PASSAGE SHOWN
Studio album by Tim McGraw
- Released: October 20, 2009
- Studio: Dark Horse Recording (Franklin, Tennessee); Blackbird Studio (Nashville, Tennessee); Capitol Studios and NRG Recording Studios (Hollywood, California);
- Genre: Country
- Length: 47:10
- Label: Curb Records
- Producer: Byron Gallimore; Tim McGraw; Darran Smith;

Tim McGraw chronology
| Greatest Hits 3 (2008) | Southern Voice (2009) | Number One Hits (2010) |

Singles from Southern Voice
- "It's a Business Doing Pleasure with You" Released: June 29, 2009; "Southern Voice" Released: September 21, 2009; "Still" Released: February 1, 2010;

= Southern Voice (album) =

Southern Voice is the tenth studio album by American country music artist Tim McGraw. It was released on October 20, 2009, by Curb Records. It is the first album of all new material since Let It Go in 2007. The album produced three singles with "It's a Business Doing Pleasure with You", the title track, and "Still".

EXCERPTED DATA
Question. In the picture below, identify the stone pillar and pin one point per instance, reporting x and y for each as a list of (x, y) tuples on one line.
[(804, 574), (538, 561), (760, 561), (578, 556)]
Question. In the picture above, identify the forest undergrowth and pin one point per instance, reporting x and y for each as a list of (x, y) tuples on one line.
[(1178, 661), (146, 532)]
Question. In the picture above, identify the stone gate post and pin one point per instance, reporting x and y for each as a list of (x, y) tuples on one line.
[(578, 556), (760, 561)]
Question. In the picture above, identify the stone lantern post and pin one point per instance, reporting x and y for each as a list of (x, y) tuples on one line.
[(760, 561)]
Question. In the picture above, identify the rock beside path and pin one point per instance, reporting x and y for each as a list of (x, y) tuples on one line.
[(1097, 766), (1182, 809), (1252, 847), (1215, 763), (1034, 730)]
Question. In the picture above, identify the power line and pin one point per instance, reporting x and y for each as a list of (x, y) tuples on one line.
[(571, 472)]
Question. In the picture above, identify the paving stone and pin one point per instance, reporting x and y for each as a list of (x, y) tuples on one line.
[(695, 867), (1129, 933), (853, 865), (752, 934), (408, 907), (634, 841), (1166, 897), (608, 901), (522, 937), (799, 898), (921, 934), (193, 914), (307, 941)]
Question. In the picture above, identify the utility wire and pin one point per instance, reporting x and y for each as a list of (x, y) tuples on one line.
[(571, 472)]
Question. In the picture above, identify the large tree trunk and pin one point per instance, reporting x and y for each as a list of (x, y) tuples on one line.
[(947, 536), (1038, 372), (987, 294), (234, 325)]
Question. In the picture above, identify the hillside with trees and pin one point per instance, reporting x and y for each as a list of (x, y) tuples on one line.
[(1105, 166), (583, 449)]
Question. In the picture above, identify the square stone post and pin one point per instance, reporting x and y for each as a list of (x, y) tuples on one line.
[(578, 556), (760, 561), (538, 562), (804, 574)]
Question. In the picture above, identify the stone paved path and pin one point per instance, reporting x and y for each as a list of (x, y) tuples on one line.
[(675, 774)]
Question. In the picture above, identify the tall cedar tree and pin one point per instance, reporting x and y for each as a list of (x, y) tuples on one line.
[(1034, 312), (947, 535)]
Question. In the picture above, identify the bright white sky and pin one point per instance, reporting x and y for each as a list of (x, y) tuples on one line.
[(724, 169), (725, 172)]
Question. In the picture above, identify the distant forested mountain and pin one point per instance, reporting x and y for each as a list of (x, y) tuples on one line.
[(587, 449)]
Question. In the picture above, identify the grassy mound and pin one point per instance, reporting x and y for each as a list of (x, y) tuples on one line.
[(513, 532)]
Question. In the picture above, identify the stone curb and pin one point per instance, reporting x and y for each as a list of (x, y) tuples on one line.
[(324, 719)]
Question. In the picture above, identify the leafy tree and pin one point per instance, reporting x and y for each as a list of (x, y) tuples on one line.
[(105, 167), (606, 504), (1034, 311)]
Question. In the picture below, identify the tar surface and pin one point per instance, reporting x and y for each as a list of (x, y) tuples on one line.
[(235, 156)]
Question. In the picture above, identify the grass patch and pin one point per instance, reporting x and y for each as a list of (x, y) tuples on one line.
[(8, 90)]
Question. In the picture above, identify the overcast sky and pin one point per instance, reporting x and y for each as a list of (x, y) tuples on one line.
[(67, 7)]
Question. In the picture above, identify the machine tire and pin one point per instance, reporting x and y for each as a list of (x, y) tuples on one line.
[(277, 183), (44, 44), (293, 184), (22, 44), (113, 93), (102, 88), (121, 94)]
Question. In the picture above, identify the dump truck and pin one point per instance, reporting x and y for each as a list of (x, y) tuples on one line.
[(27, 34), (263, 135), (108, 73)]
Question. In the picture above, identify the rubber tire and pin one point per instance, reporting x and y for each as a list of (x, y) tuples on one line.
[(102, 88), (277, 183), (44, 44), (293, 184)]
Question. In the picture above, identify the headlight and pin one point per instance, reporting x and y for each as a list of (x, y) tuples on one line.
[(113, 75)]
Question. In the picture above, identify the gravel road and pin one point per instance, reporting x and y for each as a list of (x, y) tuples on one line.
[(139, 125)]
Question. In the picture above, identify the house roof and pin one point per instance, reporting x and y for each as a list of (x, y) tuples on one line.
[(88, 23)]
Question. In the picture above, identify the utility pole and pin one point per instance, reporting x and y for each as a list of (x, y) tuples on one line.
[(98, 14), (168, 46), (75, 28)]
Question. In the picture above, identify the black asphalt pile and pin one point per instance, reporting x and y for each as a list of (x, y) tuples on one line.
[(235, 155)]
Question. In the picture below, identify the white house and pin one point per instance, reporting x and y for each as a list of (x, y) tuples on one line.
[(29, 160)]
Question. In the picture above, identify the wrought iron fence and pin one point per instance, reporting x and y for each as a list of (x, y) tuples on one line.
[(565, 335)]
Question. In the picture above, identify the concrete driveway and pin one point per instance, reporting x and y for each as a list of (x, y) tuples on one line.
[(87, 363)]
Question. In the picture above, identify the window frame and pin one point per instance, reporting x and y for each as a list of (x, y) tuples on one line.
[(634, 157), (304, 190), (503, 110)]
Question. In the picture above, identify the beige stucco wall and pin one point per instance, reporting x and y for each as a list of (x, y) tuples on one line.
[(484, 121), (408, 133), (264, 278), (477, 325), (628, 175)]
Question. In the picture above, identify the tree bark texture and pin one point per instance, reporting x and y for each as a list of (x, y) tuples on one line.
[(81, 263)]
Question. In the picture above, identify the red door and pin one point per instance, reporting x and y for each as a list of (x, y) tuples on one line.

INSTRUCTIONS FOR THE TASK
Carry on the Southern Voice album article from its last sentence.

OUTPUT FOR THIS EXERCISE
Professional ratings
Aggregate scores
| Source | Rating |
| Metacritic | 66/100 |
Review scores
| Source | Rating |
| Allmusic | Star |
| Billboard | Favorable |
| The Boston Globe | Favorable |
| Entertainment Weekly | B |
| Los Angeles Times | Star Half star |
| The New York Times | Positive |
| Robert Christgau | (choice cut) |
| Rolling Stone | Star |
| Engine 145 | Star Half star |
| USA Today | Star |

==History==
McGraw was originally to have released his next album in 2008. To extend the term of the singer's recording contract, Curb Records instead released a third greatest hits package from the artist, only two years after his second greatest hits release – a move which the singer publicly criticized. The release of the album was finally announced on June 30, 2009. The announcement also stated that McGraw would begin an extensive tour in support of the album in early 2010.

==Singles==
"It's a Business Doing Pleasure with You", written by Brett James and Nickelback lead vocalist Chad Kroeger, served as the album's lead-off single. It reached a peak of number 13 on the U.S. Billboard Hot Country Songs chart. The title-track was released in September 2009, as the second single, and "Still" as the third and final single.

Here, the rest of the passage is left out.